# WORK REQUEST
Search the entries below for the string "instance" and give the number of lines that hold it, nothing else.

(DATA SHOWN Opens)

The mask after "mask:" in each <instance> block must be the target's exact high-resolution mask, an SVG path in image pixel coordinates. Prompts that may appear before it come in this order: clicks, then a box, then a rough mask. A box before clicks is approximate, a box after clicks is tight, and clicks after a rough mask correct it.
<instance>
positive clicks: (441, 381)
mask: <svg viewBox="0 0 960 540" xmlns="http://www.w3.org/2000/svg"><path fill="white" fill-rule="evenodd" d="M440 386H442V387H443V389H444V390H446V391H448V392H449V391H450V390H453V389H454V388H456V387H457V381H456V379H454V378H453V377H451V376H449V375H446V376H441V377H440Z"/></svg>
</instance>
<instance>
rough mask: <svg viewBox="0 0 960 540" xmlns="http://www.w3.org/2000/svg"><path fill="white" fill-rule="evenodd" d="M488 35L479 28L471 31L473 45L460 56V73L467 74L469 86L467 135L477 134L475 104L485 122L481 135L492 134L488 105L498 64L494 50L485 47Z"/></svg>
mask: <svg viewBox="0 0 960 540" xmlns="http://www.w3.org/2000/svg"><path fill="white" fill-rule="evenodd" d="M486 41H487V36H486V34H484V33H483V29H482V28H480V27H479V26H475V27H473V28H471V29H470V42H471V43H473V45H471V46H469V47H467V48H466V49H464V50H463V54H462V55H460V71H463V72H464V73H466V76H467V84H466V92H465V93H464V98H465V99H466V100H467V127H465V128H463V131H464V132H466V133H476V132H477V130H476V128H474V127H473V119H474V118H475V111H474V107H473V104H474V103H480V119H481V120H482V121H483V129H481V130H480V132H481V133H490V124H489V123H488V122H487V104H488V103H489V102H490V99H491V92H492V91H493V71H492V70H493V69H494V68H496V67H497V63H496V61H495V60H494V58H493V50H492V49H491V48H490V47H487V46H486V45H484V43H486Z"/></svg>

(DATA SHOWN Closes)

# EXERCISE SOLUTION
4